## [Task goal]
Reproduce the listing below verbatim.

## [Provided entries]

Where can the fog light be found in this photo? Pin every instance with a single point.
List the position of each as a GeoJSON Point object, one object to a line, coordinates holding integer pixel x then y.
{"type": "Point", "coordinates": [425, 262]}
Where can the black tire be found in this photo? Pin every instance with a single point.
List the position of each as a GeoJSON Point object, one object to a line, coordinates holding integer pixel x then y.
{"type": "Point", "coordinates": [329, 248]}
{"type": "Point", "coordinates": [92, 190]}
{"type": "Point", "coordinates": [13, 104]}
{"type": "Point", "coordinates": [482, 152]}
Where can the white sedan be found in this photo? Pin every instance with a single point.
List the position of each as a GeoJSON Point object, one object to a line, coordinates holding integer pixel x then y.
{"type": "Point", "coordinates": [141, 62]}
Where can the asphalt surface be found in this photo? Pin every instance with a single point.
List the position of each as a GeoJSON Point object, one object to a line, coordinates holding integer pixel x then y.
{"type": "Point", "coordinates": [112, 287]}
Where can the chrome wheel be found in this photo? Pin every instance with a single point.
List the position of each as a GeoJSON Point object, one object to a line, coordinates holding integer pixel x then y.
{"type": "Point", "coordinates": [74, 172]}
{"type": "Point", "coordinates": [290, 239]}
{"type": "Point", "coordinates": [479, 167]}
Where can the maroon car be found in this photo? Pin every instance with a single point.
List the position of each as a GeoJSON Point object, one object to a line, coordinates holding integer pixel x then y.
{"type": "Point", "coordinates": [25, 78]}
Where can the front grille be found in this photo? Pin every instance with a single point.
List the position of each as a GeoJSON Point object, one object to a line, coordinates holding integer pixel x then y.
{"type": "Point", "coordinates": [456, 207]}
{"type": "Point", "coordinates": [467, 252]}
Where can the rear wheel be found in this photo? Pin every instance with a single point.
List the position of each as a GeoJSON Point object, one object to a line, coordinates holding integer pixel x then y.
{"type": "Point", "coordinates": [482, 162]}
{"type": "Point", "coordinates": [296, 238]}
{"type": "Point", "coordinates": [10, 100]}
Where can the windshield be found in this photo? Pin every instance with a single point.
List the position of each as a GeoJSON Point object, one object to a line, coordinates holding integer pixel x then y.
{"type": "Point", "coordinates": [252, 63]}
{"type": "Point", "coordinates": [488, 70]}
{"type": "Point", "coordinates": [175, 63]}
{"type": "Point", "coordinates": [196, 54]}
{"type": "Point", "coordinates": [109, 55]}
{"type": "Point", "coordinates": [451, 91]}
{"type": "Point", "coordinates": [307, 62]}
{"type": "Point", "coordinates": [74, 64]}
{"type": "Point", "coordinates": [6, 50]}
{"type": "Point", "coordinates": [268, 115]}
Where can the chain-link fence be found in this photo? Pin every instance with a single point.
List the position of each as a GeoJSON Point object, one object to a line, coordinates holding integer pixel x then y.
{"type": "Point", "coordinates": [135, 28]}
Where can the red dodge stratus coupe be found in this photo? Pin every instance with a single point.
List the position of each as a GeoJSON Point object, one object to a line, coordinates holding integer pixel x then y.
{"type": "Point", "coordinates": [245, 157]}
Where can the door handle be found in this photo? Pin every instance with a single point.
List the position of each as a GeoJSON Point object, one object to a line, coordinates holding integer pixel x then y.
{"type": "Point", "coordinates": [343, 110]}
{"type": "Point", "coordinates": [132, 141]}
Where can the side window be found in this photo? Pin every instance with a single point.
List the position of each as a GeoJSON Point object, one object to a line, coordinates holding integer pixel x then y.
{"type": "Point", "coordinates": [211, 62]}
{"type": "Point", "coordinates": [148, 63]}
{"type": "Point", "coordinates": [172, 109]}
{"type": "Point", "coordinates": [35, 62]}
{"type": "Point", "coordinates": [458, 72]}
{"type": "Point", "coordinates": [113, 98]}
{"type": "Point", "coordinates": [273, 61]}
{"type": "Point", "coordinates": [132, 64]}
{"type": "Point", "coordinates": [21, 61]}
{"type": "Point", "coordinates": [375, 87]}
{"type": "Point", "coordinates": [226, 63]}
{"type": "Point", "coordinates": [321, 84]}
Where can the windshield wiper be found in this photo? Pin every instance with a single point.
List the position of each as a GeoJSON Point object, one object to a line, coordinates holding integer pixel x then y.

## [Task result]
Where can the fog light be found in this photo? Pin every instance with a single point.
List the position of each as a GeoJSON Point object, one object to a line, coordinates holding integer pixel x then y.
{"type": "Point", "coordinates": [425, 262]}
Where can the black tire be found in this photo? Pin every instance with a single point.
List the position of each as a GeoJSON Point object, one object to a line, coordinates holding integer pixel x then y.
{"type": "Point", "coordinates": [329, 248]}
{"type": "Point", "coordinates": [92, 190]}
{"type": "Point", "coordinates": [13, 104]}
{"type": "Point", "coordinates": [482, 152]}
Where can the white sedan be found in this photo? Pin every instance with a single point.
List the position of each as a GeoJSON Point object, one object to a line, coordinates holding integer pixel x then y.
{"type": "Point", "coordinates": [141, 62]}
Where can the asphalt surface be found in this photo? Pin every instance with a single point.
List the position of each as a GeoJSON Point object, one object to a line, coordinates holding integer pixel x then y.
{"type": "Point", "coordinates": [112, 287]}
Where can the chrome wheel be found in this photo? Pin every instance with a single point.
List the position of each as a GeoJSON Point object, one object to a line, coordinates holding integer pixel x then y.
{"type": "Point", "coordinates": [74, 172]}
{"type": "Point", "coordinates": [290, 239]}
{"type": "Point", "coordinates": [479, 167]}
Where can the maroon car be found in this photo? Pin every instance with a single point.
List the position of each as a GeoJSON Point object, one object to a line, coordinates holding integer pixel x then y.
{"type": "Point", "coordinates": [25, 78]}
Where can the front grille be found in this photo? Pin every instance with a single point.
List the position of each as a GeoJSON Point object, one object to a line, coordinates holding integer pixel x then y.
{"type": "Point", "coordinates": [456, 207]}
{"type": "Point", "coordinates": [467, 252]}
Where can the rear wheel be found in this photo? Pin every instance with a single point.
List the position of each as a GeoJSON Point object, one object to a line, coordinates holding integer pixel x then y.
{"type": "Point", "coordinates": [482, 162]}
{"type": "Point", "coordinates": [296, 238]}
{"type": "Point", "coordinates": [10, 100]}
Where can the windshield be found in this photo? Pin every instance with a single point.
List the position of each as a GeoJSON Point object, one object to a line, coordinates holding integer pixel x then y.
{"type": "Point", "coordinates": [252, 63]}
{"type": "Point", "coordinates": [488, 70]}
{"type": "Point", "coordinates": [175, 63]}
{"type": "Point", "coordinates": [196, 54]}
{"type": "Point", "coordinates": [109, 55]}
{"type": "Point", "coordinates": [451, 91]}
{"type": "Point", "coordinates": [307, 62]}
{"type": "Point", "coordinates": [74, 64]}
{"type": "Point", "coordinates": [6, 50]}
{"type": "Point", "coordinates": [268, 115]}
Where can the chain-link fence be found in this photo? Pin every instance with a single point.
List the position of each as a GeoJSON Point object, one object to a line, coordinates holding integer pixel x then y.
{"type": "Point", "coordinates": [135, 28]}
Where can the red dodge stratus coupe be found in this photo? Pin every instance with a single point.
List the position of each as a GeoJSON Point object, one object to a line, coordinates holding integer pixel x then y.
{"type": "Point", "coordinates": [245, 157]}
Where can the door handle be found in this photo? Pin every instance with a single point.
List the position of each as a GeoJSON Point object, one object to a line, coordinates holding integer pixel x then y.
{"type": "Point", "coordinates": [343, 110]}
{"type": "Point", "coordinates": [132, 141]}
Where can the side window be found in this photo? Pin every instance with a single point.
List the position of each as a GeoJSON Point object, one object to a line, coordinates holding integer pixel x then y.
{"type": "Point", "coordinates": [211, 62]}
{"type": "Point", "coordinates": [148, 63]}
{"type": "Point", "coordinates": [172, 109]}
{"type": "Point", "coordinates": [35, 62]}
{"type": "Point", "coordinates": [458, 72]}
{"type": "Point", "coordinates": [113, 98]}
{"type": "Point", "coordinates": [273, 61]}
{"type": "Point", "coordinates": [132, 64]}
{"type": "Point", "coordinates": [21, 61]}
{"type": "Point", "coordinates": [375, 87]}
{"type": "Point", "coordinates": [226, 63]}
{"type": "Point", "coordinates": [321, 84]}
Where can the windshield wiper be found in this photo? Pin every instance with a single point.
List the position of each as a GeoJSON Point object, one object to a line, coordinates holding integer pixel x then y.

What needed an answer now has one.